— Begin Stored rows —

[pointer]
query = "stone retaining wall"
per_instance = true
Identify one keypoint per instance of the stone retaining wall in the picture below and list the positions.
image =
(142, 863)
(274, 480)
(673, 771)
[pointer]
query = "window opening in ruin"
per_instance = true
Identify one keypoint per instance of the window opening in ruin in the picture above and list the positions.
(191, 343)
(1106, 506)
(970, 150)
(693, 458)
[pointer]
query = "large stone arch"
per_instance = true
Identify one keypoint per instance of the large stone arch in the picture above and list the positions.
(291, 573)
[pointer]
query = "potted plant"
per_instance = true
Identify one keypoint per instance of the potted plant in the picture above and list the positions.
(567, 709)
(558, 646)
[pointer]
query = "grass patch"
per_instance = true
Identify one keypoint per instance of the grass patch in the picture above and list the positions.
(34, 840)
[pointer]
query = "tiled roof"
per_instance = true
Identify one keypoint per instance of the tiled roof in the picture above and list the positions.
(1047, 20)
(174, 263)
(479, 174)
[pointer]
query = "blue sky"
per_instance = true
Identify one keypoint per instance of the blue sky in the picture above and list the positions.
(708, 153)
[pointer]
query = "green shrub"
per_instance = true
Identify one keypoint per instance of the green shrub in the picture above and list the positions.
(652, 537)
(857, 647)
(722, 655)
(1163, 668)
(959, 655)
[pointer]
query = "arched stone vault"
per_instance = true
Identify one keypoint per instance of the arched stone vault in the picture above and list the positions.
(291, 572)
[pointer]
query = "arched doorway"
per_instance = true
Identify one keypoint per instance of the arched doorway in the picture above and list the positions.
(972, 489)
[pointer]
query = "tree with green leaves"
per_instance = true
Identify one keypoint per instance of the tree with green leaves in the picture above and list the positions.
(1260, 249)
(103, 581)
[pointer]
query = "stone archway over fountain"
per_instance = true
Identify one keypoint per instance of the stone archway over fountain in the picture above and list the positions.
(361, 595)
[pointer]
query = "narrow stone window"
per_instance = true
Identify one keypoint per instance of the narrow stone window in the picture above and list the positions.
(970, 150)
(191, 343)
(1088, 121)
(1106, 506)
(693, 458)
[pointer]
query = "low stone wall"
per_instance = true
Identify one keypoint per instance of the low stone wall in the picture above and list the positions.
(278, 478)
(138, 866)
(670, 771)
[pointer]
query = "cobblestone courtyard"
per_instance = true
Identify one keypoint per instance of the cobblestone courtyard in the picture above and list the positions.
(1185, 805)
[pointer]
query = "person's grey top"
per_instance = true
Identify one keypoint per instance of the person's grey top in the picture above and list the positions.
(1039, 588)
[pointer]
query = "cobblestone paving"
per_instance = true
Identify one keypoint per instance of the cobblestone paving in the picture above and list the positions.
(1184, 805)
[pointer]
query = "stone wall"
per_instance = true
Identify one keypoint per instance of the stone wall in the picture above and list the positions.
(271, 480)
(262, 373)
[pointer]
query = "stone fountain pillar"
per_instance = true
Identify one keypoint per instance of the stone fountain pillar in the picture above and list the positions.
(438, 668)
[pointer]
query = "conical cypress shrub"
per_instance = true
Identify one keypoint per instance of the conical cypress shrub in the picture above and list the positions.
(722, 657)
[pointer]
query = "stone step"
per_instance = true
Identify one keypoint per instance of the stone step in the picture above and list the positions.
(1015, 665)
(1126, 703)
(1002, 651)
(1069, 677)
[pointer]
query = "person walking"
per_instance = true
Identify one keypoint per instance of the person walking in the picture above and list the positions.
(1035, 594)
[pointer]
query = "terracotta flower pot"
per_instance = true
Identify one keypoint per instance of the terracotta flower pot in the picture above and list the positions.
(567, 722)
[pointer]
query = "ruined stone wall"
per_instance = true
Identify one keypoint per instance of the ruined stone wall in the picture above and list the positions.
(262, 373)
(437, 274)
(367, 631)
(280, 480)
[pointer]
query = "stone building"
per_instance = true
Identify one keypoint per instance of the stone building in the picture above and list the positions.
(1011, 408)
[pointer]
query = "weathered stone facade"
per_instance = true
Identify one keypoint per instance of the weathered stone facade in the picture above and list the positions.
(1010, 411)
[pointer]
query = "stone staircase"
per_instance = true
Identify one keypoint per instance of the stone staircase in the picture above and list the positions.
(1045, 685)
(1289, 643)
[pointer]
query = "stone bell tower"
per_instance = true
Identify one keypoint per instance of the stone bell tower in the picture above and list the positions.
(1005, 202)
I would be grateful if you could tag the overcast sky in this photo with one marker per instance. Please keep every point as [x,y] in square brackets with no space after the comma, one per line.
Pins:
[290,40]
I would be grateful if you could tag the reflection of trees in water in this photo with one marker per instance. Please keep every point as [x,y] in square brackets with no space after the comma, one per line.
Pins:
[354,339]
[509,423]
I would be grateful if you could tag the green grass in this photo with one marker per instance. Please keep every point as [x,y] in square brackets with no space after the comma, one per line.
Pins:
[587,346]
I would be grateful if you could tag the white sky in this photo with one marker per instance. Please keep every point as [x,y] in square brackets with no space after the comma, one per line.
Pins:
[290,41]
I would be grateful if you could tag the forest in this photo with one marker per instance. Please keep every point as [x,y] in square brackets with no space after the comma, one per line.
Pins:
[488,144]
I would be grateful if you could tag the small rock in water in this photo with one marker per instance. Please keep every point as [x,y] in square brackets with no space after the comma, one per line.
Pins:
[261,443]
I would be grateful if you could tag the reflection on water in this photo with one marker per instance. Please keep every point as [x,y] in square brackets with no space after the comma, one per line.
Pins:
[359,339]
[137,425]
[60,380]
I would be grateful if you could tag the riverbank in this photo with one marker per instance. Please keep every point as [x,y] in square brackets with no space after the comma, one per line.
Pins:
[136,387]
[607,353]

— End Stored rows —
— Begin Stored rows —

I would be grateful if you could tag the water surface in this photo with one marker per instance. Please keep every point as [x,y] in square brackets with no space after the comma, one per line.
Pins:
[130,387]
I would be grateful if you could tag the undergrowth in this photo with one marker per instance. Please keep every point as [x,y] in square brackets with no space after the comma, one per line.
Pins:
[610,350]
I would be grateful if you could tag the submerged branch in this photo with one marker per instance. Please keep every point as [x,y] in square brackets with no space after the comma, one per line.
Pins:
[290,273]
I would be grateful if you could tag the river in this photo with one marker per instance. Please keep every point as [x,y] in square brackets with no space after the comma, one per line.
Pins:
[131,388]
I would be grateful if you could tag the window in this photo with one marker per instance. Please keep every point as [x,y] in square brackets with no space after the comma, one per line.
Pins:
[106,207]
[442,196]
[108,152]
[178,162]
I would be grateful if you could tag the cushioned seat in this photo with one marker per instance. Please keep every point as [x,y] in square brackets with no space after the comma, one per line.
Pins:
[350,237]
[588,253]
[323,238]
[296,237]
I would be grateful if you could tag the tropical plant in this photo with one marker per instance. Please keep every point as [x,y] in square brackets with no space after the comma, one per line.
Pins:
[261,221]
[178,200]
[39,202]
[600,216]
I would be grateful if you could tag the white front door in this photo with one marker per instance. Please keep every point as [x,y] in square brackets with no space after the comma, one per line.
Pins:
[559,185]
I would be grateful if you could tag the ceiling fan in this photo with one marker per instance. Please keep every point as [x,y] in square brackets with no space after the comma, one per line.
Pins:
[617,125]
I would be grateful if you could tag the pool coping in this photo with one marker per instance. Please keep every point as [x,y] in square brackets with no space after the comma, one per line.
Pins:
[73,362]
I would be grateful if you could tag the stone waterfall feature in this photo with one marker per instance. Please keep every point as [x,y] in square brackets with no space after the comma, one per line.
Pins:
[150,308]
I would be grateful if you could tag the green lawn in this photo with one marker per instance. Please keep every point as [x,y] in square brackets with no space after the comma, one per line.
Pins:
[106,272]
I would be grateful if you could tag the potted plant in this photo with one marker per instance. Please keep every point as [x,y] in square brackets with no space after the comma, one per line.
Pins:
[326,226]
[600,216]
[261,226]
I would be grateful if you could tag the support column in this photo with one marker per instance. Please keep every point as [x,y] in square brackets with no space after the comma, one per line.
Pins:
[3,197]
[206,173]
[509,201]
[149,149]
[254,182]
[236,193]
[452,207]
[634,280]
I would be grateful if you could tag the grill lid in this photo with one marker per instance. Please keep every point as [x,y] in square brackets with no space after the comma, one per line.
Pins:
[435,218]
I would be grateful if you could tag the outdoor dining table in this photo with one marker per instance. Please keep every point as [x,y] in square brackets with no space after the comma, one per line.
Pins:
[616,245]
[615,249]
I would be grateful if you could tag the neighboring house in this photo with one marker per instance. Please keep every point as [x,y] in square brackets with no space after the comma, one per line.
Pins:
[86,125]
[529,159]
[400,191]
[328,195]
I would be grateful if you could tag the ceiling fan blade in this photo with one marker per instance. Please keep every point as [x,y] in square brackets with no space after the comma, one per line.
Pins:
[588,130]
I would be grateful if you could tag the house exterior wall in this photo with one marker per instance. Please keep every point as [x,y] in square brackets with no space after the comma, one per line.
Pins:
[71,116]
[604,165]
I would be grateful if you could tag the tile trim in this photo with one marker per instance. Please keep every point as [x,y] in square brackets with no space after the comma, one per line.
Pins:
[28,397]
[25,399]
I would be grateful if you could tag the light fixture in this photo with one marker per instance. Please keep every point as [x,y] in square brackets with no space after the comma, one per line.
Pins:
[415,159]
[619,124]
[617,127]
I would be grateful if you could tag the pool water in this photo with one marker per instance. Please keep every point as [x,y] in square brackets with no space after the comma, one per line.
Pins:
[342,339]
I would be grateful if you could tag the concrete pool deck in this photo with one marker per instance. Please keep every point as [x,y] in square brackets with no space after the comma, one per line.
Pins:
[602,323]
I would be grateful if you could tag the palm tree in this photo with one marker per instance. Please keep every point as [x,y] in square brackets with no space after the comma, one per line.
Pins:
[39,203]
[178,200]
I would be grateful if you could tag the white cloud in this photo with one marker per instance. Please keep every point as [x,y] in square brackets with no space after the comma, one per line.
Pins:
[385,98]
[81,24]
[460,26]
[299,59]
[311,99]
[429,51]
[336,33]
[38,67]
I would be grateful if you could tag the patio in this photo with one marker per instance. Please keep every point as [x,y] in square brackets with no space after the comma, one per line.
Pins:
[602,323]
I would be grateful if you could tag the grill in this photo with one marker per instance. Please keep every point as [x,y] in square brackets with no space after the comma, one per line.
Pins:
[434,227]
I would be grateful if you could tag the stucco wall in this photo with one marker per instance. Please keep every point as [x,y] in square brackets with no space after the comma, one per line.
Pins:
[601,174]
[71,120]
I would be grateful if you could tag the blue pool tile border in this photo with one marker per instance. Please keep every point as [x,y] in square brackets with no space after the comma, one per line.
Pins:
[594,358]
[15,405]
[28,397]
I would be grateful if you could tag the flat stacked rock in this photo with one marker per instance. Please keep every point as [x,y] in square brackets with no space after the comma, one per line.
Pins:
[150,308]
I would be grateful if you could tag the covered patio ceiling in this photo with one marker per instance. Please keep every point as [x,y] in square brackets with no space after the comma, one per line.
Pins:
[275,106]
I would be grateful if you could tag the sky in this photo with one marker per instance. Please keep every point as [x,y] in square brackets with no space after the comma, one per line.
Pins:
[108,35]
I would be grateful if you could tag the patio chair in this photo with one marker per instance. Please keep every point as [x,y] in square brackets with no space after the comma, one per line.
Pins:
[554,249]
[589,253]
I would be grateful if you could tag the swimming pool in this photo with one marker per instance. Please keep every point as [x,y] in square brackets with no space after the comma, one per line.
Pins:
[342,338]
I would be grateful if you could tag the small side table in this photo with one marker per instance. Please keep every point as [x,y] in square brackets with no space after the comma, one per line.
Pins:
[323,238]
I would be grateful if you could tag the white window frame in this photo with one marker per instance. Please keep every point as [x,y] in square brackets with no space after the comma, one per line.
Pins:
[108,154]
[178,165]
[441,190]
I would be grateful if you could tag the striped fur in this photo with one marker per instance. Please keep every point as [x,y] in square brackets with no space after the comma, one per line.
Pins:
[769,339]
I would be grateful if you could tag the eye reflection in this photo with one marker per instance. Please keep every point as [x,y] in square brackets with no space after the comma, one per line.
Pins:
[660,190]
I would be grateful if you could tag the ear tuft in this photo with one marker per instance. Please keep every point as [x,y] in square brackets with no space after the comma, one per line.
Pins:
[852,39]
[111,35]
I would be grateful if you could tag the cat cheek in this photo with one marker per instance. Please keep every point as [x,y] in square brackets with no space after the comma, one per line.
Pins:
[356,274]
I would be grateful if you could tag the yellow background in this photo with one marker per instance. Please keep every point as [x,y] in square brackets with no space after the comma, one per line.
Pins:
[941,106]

— End Stored rows —

[Job]
Collect every line in the data above that contains the string "flower", and copy each one out in full. Only matches with the same letter case count.

[Written response]
query = "terracotta flower pot"
Identify one keypoint per instance of the terracotta flower pot in the picture above and list the positions.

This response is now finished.